#### [Task instructions]
Omitting all images, give the entries that follow again exactly as they read.

#### [Excerpted data]

-- Opening Marker --

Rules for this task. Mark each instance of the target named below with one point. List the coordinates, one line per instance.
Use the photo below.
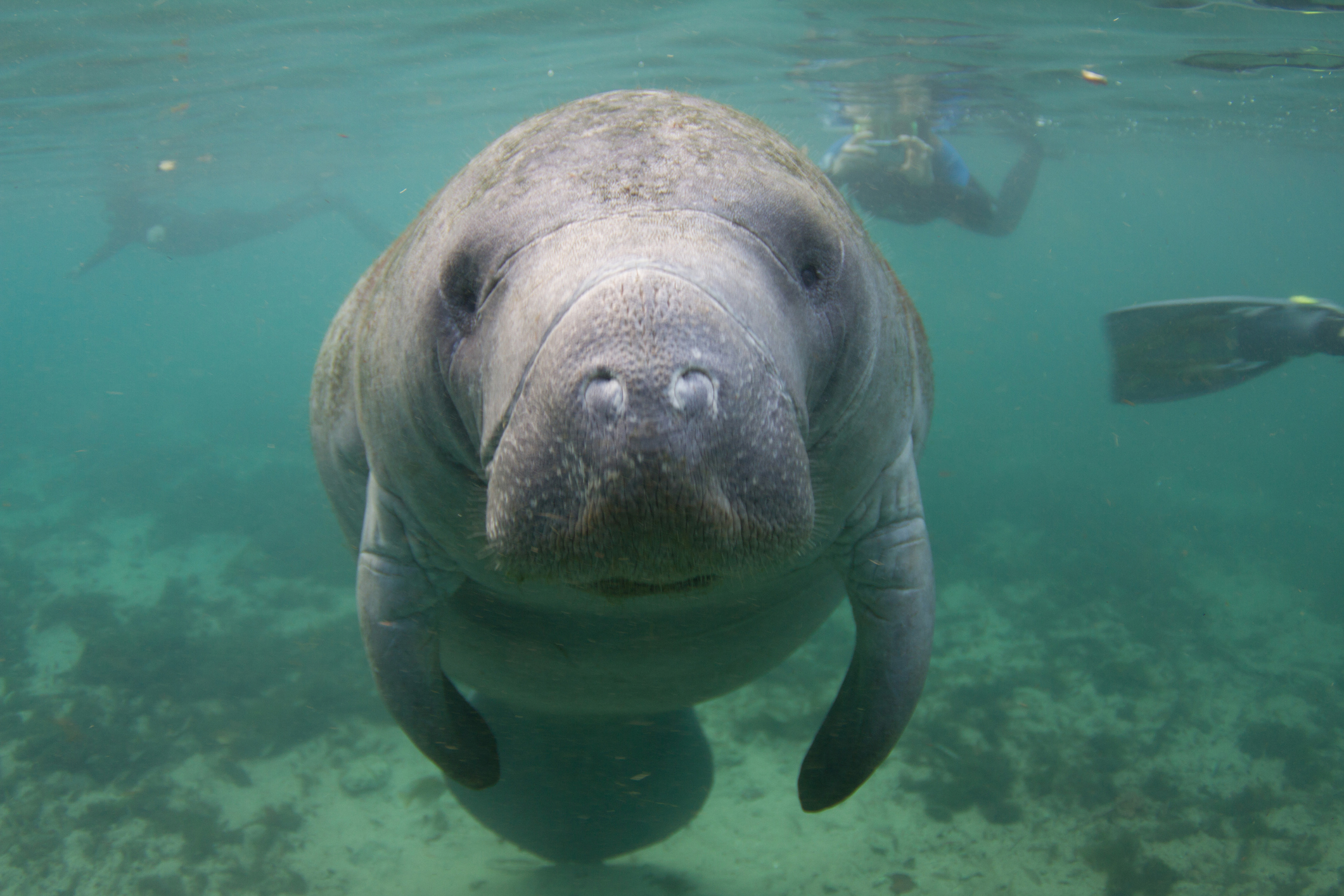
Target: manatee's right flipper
(585, 789)
(892, 592)
(397, 614)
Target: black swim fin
(1167, 351)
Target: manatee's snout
(652, 446)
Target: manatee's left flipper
(892, 592)
(397, 614)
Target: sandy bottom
(179, 719)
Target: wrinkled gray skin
(617, 422)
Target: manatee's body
(615, 425)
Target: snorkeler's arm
(976, 210)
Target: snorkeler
(172, 230)
(1167, 351)
(897, 167)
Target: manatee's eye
(460, 290)
(809, 276)
(460, 286)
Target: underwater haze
(1136, 674)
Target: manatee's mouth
(632, 589)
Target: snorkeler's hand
(918, 165)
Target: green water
(175, 594)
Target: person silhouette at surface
(895, 167)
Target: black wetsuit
(880, 187)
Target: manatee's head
(646, 320)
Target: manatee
(613, 426)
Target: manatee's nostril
(604, 397)
(694, 393)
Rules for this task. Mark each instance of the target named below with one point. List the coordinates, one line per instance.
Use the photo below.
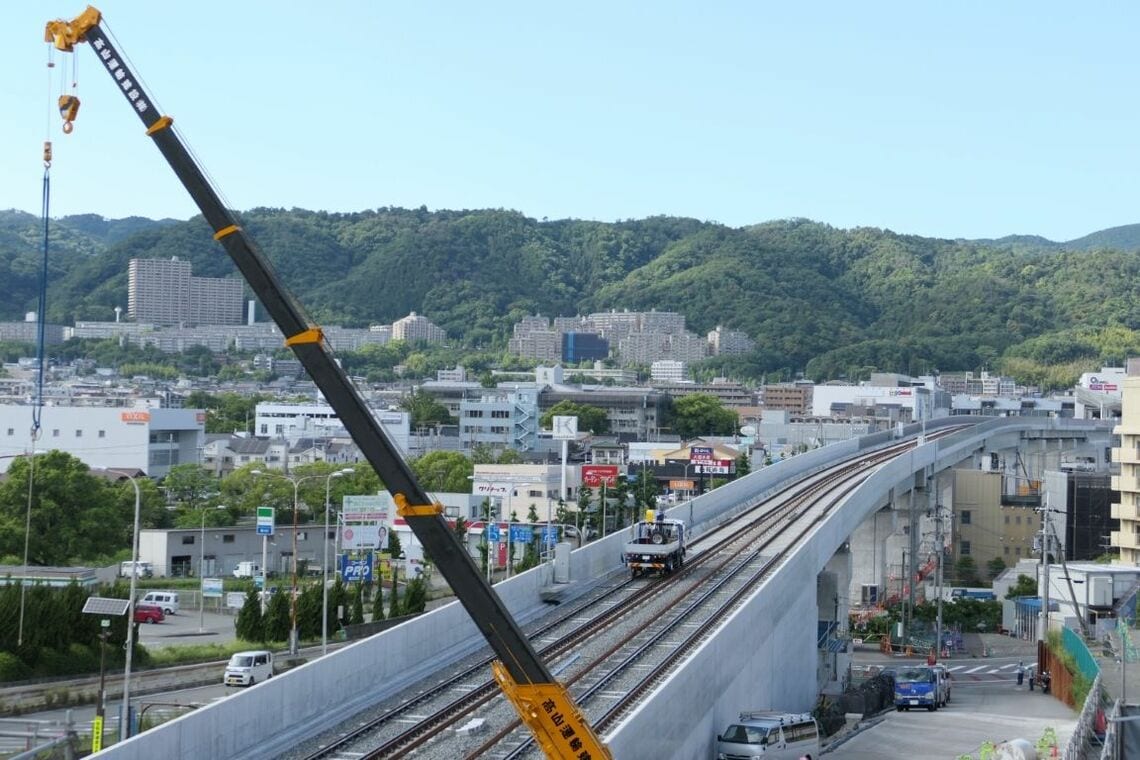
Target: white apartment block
(1128, 483)
(646, 348)
(130, 435)
(415, 327)
(164, 292)
(729, 342)
(294, 422)
(667, 370)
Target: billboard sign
(364, 522)
(594, 475)
(715, 467)
(357, 569)
(700, 454)
(265, 521)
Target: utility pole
(937, 549)
(1044, 578)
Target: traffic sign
(266, 521)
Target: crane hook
(68, 108)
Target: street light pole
(296, 485)
(324, 575)
(124, 718)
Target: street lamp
(124, 726)
(324, 574)
(296, 484)
(202, 572)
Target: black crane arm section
(543, 703)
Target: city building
(503, 418)
(990, 523)
(414, 327)
(729, 342)
(164, 292)
(794, 398)
(584, 346)
(125, 434)
(667, 370)
(1126, 509)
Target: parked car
(141, 569)
(247, 668)
(165, 599)
(148, 613)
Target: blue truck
(917, 687)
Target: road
(986, 704)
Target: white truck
(656, 545)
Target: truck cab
(917, 687)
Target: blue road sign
(356, 569)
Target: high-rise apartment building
(415, 327)
(164, 292)
(1128, 483)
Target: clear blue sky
(944, 120)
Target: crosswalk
(980, 671)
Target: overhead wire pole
(544, 704)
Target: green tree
(357, 605)
(701, 414)
(278, 618)
(447, 472)
(1025, 586)
(415, 597)
(425, 410)
(189, 484)
(589, 418)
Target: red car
(148, 613)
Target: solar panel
(102, 605)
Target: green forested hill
(816, 299)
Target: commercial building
(415, 327)
(131, 436)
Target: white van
(141, 569)
(770, 734)
(247, 668)
(165, 599)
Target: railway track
(612, 647)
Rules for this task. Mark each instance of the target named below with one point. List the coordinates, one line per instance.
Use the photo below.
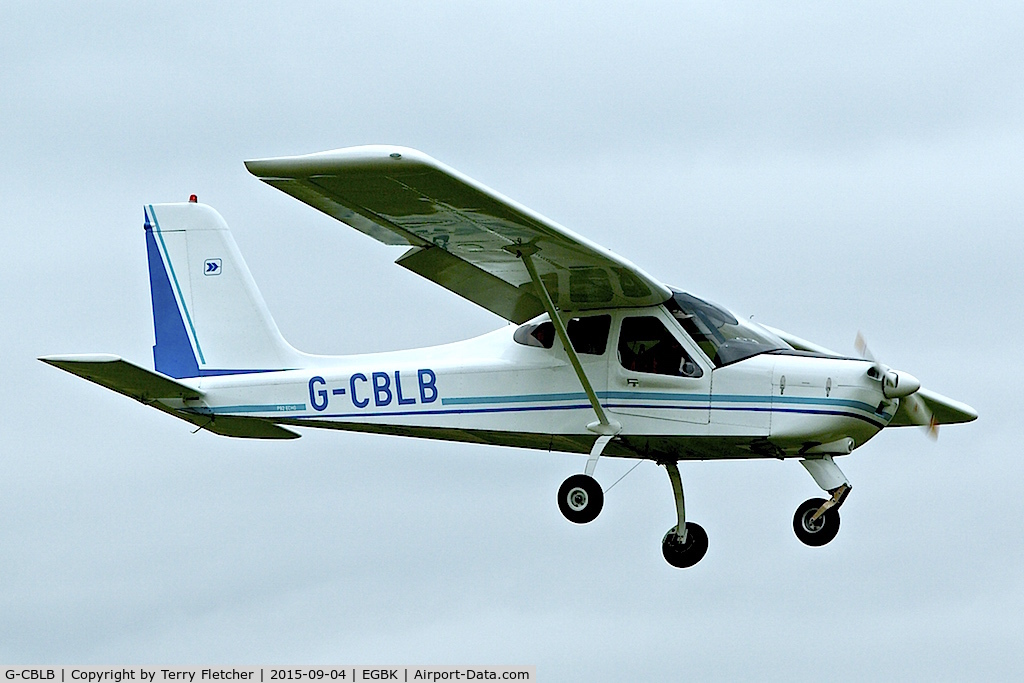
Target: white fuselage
(495, 390)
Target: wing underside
(460, 233)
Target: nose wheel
(684, 551)
(581, 499)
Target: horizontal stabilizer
(228, 425)
(151, 388)
(115, 373)
(944, 411)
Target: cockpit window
(538, 334)
(646, 346)
(722, 336)
(588, 335)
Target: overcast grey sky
(826, 167)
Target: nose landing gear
(816, 520)
(686, 548)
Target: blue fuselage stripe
(519, 409)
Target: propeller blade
(920, 415)
(915, 407)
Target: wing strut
(603, 426)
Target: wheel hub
(813, 525)
(578, 499)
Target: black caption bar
(345, 674)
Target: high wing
(462, 235)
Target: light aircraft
(602, 358)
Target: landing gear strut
(816, 520)
(682, 548)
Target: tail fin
(208, 315)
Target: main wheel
(581, 499)
(686, 553)
(819, 531)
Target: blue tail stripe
(177, 287)
(172, 354)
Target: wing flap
(400, 196)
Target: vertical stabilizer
(208, 315)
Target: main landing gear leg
(816, 520)
(685, 544)
(580, 497)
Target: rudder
(209, 316)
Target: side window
(539, 334)
(646, 346)
(589, 335)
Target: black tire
(687, 553)
(821, 530)
(581, 499)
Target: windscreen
(722, 336)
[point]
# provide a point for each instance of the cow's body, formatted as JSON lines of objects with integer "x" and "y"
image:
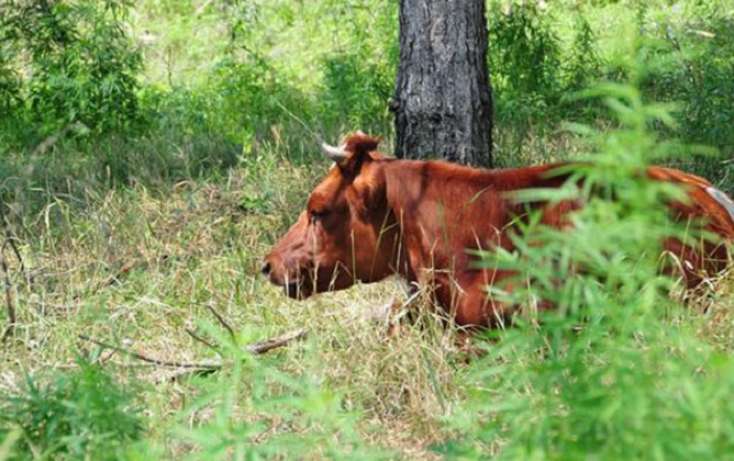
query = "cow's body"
{"x": 373, "y": 216}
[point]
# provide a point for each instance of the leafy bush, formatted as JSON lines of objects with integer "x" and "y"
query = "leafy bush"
{"x": 82, "y": 414}
{"x": 524, "y": 59}
{"x": 78, "y": 62}
{"x": 616, "y": 369}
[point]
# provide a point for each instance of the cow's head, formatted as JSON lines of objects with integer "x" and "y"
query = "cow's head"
{"x": 346, "y": 233}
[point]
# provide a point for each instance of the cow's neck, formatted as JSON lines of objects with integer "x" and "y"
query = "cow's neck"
{"x": 444, "y": 209}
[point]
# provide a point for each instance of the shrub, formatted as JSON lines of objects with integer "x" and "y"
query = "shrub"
{"x": 82, "y": 414}
{"x": 79, "y": 64}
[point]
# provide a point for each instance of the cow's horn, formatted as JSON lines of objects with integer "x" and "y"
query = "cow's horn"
{"x": 337, "y": 154}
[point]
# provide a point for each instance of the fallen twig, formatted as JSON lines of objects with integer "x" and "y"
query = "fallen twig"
{"x": 8, "y": 298}
{"x": 262, "y": 347}
{"x": 159, "y": 362}
{"x": 257, "y": 348}
{"x": 10, "y": 241}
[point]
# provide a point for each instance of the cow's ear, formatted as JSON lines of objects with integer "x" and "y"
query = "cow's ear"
{"x": 358, "y": 146}
{"x": 360, "y": 143}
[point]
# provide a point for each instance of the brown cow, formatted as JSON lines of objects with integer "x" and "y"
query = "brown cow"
{"x": 374, "y": 216}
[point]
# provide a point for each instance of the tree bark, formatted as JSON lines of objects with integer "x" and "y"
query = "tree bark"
{"x": 443, "y": 100}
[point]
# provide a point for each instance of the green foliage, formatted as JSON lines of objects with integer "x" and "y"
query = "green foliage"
{"x": 82, "y": 414}
{"x": 616, "y": 369}
{"x": 79, "y": 63}
{"x": 524, "y": 54}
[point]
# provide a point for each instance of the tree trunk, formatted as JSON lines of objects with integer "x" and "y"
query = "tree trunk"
{"x": 443, "y": 101}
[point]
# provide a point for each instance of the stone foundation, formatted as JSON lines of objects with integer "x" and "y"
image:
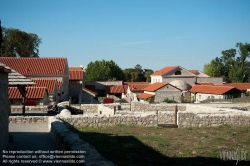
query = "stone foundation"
{"x": 138, "y": 119}
{"x": 202, "y": 116}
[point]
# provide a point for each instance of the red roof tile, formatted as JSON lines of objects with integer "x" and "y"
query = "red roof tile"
{"x": 240, "y": 86}
{"x": 50, "y": 84}
{"x": 59, "y": 83}
{"x": 117, "y": 89}
{"x": 5, "y": 70}
{"x": 128, "y": 83}
{"x": 32, "y": 93}
{"x": 90, "y": 91}
{"x": 145, "y": 95}
{"x": 36, "y": 66}
{"x": 137, "y": 87}
{"x": 91, "y": 87}
{"x": 75, "y": 73}
{"x": 164, "y": 71}
{"x": 204, "y": 83}
{"x": 193, "y": 71}
{"x": 210, "y": 89}
{"x": 155, "y": 86}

-- Closing Marker --

#### [Task solution]
Rules for this task. Mark each instance of the target named below with one point. List the coordinates, one line per instance.
Use the photo below.
Target: manatee's right flipper
(585, 789)
(892, 592)
(397, 614)
Target: black swim fin
(1167, 351)
Target: manatee's snout
(652, 446)
Target: manatee's left flipper
(892, 592)
(397, 614)
Target: sandy bottom
(179, 719)
Target: wrinkled gray skin
(617, 422)
Target: manatee's body
(615, 425)
Target: snorkeler's arm
(976, 210)
Target: snorkeler
(172, 230)
(1167, 351)
(897, 167)
Target: manatee's eye
(460, 290)
(809, 276)
(460, 286)
Target: underwater haze
(1136, 674)
Target: manatee's mouth
(632, 589)
Target: snorkeler's hand
(918, 165)
Target: green water
(175, 594)
Target: person silhouette at surface
(895, 167)
Target: black wetsuit
(880, 187)
Target: manatee's head
(646, 320)
Target: manatee
(613, 426)
Target: manatee's nostril
(604, 397)
(694, 393)
Rules for this task. Mark each instance of the target named below with one point. List the coordinates, one line per instance.
Use the photo below.
Target: white apartment block
(1128, 483)
(646, 348)
(130, 435)
(415, 327)
(164, 292)
(729, 342)
(294, 422)
(667, 370)
Target: billboard sign
(364, 522)
(594, 475)
(715, 467)
(357, 569)
(700, 454)
(265, 521)
Target: utility pole
(937, 549)
(1044, 578)
Target: traffic sign
(266, 521)
Target: crane hook
(68, 108)
Target: street light pole
(296, 485)
(324, 575)
(124, 718)
Target: street lamp
(124, 726)
(324, 574)
(296, 484)
(202, 572)
Target: black crane arm section
(543, 703)
Target: city building
(503, 418)
(990, 523)
(414, 327)
(729, 342)
(164, 292)
(794, 398)
(584, 346)
(125, 434)
(667, 370)
(1126, 509)
Target: parked car
(141, 569)
(247, 668)
(165, 599)
(148, 613)
Target: blue truck
(917, 687)
Target: road
(986, 704)
Target: white truck
(656, 545)
Target: truck cab
(917, 687)
Target: blue road sign
(356, 569)
Target: high-rise apartment building
(415, 327)
(164, 292)
(1128, 483)
Target: clear blue sky
(944, 120)
Target: crosswalk
(980, 671)
Target: overhead wire pole
(544, 704)
Target: green tree
(357, 605)
(701, 414)
(278, 618)
(447, 472)
(1025, 586)
(415, 597)
(425, 410)
(189, 484)
(589, 418)
Target: red car
(148, 613)
Target: solar panel
(102, 605)
Target: green forested hill
(816, 299)
Target: commercial building
(415, 327)
(131, 436)
Target: white van
(141, 569)
(770, 734)
(247, 668)
(165, 599)
Target: railway track
(612, 647)
Rules for this task. Mark each instance of the target named below with one point. List the coordinates, one line per instance.
Use the photo below.
Target: white fuselage
(495, 390)
Target: wing underside
(460, 233)
Target: nose wheel
(684, 551)
(581, 499)
Target: horizontal stabilizer
(228, 425)
(151, 388)
(115, 373)
(944, 411)
Target: cockpit window
(538, 334)
(646, 346)
(722, 336)
(588, 335)
Target: overcast grey sky
(826, 167)
Target: nose landing gear
(816, 520)
(686, 548)
Target: blue fuselage stripe
(519, 409)
Target: propeller blade
(920, 415)
(915, 407)
Target: wing strut
(603, 426)
Target: wheel hub
(813, 525)
(578, 499)
Target: black caption bar
(345, 674)
Target: high wing
(462, 235)
Target: light aircraft
(602, 358)
Target: landing gear strut
(816, 520)
(682, 548)
Target: tail fin
(208, 315)
Target: main wheel
(581, 499)
(686, 553)
(819, 531)
Target: blue tail stripe
(177, 287)
(172, 354)
Target: wing flap
(400, 196)
Target: vertical stabilizer
(208, 315)
Target: main landing gear leg
(816, 520)
(685, 544)
(580, 497)
Target: rudder
(209, 316)
Target: side window
(539, 334)
(646, 346)
(589, 335)
Target: black tire
(687, 553)
(821, 530)
(581, 499)
Target: windscreen
(722, 336)
[point]
# provide a point for each instance of the cow's body, formatted as JSON lines of objects with integer "x" and "y"
image:
query = "cow's body"
{"x": 373, "y": 216}
[point]
# provide a point for each instance of the leafy bush, formatted as JSON lines of objects with integer "x" and "y"
query = "leafy bush"
{"x": 82, "y": 414}
{"x": 524, "y": 59}
{"x": 78, "y": 62}
{"x": 616, "y": 369}
[point]
# provide a point for each instance of the cow's head, formatted as JSON lines of objects with integer "x" and "y"
query = "cow's head"
{"x": 346, "y": 233}
[point]
# provide a point for each instance of the cow's neck, formatted as JSON lines of objects with integer "x" and "y"
query = "cow's neck"
{"x": 444, "y": 209}
[point]
# provide a point for each instance of the shrub, formatted as JSON lines of objects with integer "x" and "y"
query = "shrub"
{"x": 82, "y": 414}
{"x": 79, "y": 64}
[point]
# provide a point for each instance of the cow's horn, formatted as JSON lines of objects with integer "x" and "y"
query = "cow's horn"
{"x": 337, "y": 154}
[point]
# provide a point for each instance of the fallen twig, formatted as JSON lines of objects with integer "x" and "y"
query = "fallen twig"
{"x": 8, "y": 298}
{"x": 262, "y": 347}
{"x": 159, "y": 362}
{"x": 257, "y": 348}
{"x": 10, "y": 241}
[point]
# provide a point for each instance of the cow's ear, formatted as JSON lines of objects with integer "x" and "y"
query = "cow's ear"
{"x": 358, "y": 146}
{"x": 360, "y": 143}
[point]
# provide a point for each instance of the brown cow, formatted as JSON lines of objects with integer "x" and "y"
query = "brown cow"
{"x": 374, "y": 216}
[point]
# provide a point for each instance of the tree bark, formatted as JSON lines of objects with integer "x" and "y"
query = "tree bark"
{"x": 443, "y": 100}
[point]
# provide a point for each instance of the green foliage, formatted as JSON lines of objects with integer "x" and "y"
query = "green foliage"
{"x": 82, "y": 414}
{"x": 616, "y": 369}
{"x": 79, "y": 63}
{"x": 524, "y": 54}
[point]
# provide a point for each instance of the tree trunk, formatted as JSON lines of objects with integer "x" and "y"
query = "tree trunk"
{"x": 443, "y": 101}
[point]
# provide a point for each instance of the stone foundation, formatted as JSON lines of objects with integer "x" and "y"
image:
query = "stone foundation"
{"x": 138, "y": 119}
{"x": 202, "y": 116}
[point]
# provide a point for each instance of the red roof tile, formatted as JSON lines of objects with integer "x" and "y"
query = "red roof tile"
{"x": 240, "y": 86}
{"x": 50, "y": 84}
{"x": 59, "y": 83}
{"x": 117, "y": 89}
{"x": 5, "y": 70}
{"x": 128, "y": 83}
{"x": 32, "y": 93}
{"x": 90, "y": 91}
{"x": 145, "y": 95}
{"x": 36, "y": 66}
{"x": 137, "y": 87}
{"x": 91, "y": 87}
{"x": 75, "y": 73}
{"x": 164, "y": 71}
{"x": 204, "y": 83}
{"x": 193, "y": 71}
{"x": 210, "y": 89}
{"x": 155, "y": 86}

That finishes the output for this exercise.